* Task objective: Starting with the line that contains "put a marker on the black sunglasses", reproduce each line through the end of the entries exactly as written.

* Available records:
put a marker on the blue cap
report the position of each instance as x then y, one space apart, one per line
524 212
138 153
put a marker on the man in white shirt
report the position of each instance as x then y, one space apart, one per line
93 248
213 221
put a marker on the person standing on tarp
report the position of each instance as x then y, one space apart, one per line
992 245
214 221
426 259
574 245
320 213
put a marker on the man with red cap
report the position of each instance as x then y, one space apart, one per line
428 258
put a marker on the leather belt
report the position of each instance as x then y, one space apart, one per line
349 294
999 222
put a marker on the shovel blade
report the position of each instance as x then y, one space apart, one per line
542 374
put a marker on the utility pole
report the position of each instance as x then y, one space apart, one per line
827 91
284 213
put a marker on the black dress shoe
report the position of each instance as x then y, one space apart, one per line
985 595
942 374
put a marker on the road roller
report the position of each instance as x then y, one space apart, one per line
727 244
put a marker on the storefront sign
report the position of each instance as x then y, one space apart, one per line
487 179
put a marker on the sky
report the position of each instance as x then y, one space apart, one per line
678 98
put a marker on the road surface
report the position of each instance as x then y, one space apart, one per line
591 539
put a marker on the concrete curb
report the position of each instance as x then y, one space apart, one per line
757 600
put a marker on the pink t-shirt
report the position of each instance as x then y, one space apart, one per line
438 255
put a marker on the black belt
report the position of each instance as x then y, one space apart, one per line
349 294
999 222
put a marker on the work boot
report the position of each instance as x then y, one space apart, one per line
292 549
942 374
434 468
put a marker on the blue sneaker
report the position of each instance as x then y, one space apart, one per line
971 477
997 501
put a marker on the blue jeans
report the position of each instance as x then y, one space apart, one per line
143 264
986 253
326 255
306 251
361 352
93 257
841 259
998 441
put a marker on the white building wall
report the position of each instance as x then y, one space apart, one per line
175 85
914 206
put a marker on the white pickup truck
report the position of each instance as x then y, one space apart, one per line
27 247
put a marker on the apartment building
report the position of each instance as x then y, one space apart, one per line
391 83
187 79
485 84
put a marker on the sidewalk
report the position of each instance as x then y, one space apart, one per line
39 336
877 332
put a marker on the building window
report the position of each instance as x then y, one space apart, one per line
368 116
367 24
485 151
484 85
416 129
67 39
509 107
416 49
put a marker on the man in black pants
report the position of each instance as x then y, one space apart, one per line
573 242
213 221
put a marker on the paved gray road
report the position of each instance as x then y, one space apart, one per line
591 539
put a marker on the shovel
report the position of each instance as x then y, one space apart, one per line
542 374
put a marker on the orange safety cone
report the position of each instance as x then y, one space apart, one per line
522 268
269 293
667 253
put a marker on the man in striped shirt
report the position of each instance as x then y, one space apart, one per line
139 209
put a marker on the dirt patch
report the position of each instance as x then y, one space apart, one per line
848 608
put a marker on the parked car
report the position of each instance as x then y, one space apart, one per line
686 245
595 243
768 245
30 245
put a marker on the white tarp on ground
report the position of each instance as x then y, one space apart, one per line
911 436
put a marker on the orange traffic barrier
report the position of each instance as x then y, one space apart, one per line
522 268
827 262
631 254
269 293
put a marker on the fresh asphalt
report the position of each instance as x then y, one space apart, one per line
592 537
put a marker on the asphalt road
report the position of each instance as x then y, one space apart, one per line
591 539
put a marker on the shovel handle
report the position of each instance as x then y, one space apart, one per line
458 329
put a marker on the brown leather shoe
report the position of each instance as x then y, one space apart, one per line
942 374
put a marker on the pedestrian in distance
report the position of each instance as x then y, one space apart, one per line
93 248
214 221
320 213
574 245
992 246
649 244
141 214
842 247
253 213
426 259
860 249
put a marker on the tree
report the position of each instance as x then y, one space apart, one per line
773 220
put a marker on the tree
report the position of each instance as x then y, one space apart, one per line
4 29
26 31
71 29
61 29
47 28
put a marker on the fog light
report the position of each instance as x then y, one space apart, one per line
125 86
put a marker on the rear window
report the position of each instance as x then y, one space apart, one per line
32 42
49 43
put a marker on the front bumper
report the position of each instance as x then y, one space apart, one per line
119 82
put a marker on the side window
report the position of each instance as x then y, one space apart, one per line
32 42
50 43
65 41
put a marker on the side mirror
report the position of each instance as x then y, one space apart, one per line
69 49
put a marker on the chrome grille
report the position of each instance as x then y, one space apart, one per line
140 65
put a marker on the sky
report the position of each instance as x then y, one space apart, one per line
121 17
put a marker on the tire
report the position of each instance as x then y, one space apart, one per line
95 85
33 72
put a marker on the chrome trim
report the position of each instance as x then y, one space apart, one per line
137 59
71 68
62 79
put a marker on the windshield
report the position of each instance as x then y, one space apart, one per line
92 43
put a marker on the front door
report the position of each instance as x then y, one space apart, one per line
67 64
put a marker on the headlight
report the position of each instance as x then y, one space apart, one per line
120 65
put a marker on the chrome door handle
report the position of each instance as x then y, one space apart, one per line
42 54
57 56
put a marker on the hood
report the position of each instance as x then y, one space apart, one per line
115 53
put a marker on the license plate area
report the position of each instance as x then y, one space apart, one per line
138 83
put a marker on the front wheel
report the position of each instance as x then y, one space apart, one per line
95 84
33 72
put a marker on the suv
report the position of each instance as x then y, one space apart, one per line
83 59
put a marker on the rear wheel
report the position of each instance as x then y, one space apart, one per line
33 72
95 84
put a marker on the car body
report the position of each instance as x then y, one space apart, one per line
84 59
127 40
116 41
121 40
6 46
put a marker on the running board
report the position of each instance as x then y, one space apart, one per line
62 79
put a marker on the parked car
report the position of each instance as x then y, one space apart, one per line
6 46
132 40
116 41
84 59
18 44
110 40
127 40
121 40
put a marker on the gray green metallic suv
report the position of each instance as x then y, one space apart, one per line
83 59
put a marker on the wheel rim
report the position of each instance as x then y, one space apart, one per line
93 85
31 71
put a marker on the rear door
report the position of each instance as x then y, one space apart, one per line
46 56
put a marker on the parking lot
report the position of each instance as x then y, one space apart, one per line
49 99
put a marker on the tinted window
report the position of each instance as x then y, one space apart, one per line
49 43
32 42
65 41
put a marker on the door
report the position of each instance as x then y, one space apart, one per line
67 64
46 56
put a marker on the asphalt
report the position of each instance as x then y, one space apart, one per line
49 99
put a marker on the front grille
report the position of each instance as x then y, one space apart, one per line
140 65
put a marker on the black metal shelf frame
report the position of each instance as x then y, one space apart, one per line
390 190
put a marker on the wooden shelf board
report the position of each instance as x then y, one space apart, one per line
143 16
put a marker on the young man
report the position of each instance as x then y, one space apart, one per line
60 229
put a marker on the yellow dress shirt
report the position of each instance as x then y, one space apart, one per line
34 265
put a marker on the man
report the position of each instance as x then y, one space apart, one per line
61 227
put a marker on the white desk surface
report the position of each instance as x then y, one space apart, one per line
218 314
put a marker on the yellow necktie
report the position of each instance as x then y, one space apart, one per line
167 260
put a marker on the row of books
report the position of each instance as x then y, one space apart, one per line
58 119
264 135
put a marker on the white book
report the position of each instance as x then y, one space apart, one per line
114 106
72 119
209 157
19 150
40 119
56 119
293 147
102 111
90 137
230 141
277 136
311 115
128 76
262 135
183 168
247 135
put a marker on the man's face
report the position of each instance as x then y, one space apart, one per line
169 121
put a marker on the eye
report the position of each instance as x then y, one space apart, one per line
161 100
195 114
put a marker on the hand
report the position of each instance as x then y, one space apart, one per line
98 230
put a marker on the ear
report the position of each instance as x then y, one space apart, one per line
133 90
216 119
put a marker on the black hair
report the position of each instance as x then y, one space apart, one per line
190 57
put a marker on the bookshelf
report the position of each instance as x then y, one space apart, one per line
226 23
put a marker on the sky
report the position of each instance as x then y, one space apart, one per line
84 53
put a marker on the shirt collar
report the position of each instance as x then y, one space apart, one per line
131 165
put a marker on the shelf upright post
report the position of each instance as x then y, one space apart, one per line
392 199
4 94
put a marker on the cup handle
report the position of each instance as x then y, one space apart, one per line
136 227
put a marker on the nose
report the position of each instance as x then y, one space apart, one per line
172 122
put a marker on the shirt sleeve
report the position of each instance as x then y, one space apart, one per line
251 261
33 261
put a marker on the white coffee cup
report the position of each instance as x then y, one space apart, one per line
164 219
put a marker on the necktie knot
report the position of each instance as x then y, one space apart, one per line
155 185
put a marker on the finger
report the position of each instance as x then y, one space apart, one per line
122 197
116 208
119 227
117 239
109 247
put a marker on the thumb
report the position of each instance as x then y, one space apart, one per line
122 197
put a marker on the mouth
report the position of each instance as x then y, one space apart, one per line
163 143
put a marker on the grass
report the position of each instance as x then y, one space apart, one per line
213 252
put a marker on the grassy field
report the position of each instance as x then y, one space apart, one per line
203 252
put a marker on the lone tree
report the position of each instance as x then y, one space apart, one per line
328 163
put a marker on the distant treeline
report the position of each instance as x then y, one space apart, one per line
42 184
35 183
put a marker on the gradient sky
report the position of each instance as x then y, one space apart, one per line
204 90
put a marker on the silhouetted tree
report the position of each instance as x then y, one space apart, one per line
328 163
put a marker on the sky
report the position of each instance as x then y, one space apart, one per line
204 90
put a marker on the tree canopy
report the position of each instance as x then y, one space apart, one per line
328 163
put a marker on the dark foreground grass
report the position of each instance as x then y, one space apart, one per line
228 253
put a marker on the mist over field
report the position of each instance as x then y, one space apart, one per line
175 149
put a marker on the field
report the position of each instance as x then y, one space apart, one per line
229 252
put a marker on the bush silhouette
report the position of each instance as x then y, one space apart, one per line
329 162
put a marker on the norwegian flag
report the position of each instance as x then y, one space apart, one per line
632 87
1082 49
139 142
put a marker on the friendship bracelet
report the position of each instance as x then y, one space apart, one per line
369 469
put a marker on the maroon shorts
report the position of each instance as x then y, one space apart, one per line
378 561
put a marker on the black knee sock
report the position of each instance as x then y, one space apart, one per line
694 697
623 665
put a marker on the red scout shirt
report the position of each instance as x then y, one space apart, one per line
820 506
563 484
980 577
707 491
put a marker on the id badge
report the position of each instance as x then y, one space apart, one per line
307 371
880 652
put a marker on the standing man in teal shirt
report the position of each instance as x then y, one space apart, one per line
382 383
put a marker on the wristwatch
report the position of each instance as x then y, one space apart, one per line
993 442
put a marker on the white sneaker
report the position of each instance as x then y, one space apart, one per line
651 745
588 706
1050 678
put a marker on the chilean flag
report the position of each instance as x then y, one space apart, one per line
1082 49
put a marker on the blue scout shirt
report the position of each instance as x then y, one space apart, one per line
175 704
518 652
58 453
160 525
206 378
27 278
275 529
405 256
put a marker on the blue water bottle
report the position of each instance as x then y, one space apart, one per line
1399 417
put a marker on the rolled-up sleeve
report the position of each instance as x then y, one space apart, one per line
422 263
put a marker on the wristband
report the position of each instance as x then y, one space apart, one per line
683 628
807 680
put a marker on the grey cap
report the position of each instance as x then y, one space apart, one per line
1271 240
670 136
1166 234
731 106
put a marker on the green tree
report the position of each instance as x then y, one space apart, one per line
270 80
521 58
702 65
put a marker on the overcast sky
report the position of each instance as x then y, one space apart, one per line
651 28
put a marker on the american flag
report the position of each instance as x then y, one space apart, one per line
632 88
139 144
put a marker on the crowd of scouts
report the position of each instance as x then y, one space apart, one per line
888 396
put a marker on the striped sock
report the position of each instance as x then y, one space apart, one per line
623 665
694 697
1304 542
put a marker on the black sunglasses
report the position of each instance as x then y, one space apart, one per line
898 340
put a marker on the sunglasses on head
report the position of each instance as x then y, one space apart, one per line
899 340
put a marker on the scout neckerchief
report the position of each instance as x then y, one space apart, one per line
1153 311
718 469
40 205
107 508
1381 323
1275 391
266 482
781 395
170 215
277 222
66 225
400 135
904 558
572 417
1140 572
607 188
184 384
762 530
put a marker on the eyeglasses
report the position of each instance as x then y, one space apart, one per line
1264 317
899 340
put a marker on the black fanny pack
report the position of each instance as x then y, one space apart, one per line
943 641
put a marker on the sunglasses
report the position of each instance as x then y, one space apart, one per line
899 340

* Task answer:
put a marker on the black sunglasses
report the position of each instance as x then y, one space apart, one per line
898 340
put a marker on the sunglasses on head
report the position of each instance as x then y, one space apart, one per line
899 340
put a marker on the scout neckerchief
report the position of each instance as x then y, one space apart, one per line
1153 311
718 469
40 205
107 508
1381 323
1275 391
266 482
781 395
170 215
277 222
66 225
400 135
904 558
572 417
1140 572
607 188
184 384
762 530
put a marker on the eyeglasses
report the position of each instance as x then y, one space apart, one per line
1264 317
899 340
put a marker on the black fanny pack
report the position of each instance as x then y, one space apart, one per line
943 641
put a marker on the sunglasses
report the position of each instance as x then y, one space apart, one per line
899 340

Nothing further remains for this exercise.